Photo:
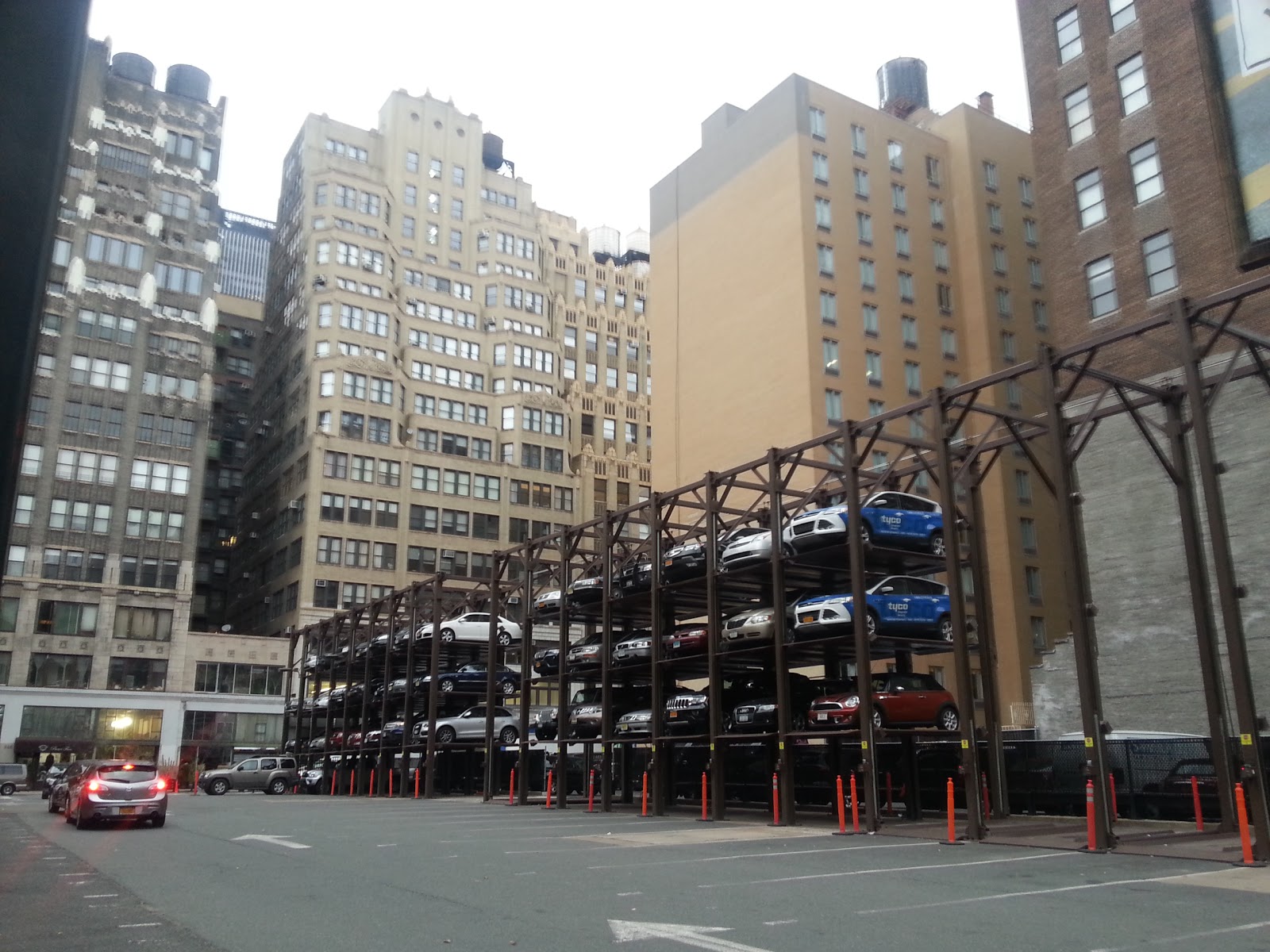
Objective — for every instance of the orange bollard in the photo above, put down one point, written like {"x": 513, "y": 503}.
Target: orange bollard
{"x": 952, "y": 816}
{"x": 1241, "y": 809}
{"x": 1090, "y": 835}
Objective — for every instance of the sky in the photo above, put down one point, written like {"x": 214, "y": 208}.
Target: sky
{"x": 595, "y": 101}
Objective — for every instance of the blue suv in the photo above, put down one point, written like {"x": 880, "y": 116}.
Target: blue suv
{"x": 895, "y": 520}
{"x": 897, "y": 606}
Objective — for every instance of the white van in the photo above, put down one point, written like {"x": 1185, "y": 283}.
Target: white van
{"x": 13, "y": 777}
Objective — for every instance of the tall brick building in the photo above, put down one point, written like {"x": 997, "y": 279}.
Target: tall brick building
{"x": 1151, "y": 144}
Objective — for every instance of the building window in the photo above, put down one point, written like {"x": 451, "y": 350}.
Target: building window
{"x": 864, "y": 228}
{"x": 1090, "y": 201}
{"x": 829, "y": 351}
{"x": 825, "y": 259}
{"x": 816, "y": 121}
{"x": 821, "y": 168}
{"x": 914, "y": 378}
{"x": 823, "y": 219}
{"x": 1032, "y": 578}
{"x": 1067, "y": 27}
{"x": 859, "y": 140}
{"x": 1123, "y": 13}
{"x": 869, "y": 317}
{"x": 1100, "y": 281}
{"x": 1157, "y": 254}
{"x": 833, "y": 405}
{"x": 1132, "y": 75}
{"x": 873, "y": 368}
{"x": 829, "y": 308}
{"x": 1080, "y": 114}
{"x": 868, "y": 274}
{"x": 1145, "y": 165}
------------------------------------------------
=== WHAT YOU SHOULD DO ===
Lines with "instance" in the records above: copy every one of them.

=== EXERCISE OUTPUT ===
Objective — for every instance of the orange bollard in the photo above, put down one point, written like {"x": 513, "y": 503}.
Objective — for every instance of the sky in the photo above, put down one point, written like {"x": 214, "y": 208}.
Objective — for every instance of the blue suv in the photo above, put down one point, written like {"x": 880, "y": 116}.
Objective — for every instance of the white van in the photo above, put down one point, written like {"x": 1185, "y": 283}.
Objective — for every instance of the tall brick building in the photo above, put down one point, written like {"x": 997, "y": 279}.
Objective — for every instance of the building window in the photo above, put down one point, written like {"x": 451, "y": 350}.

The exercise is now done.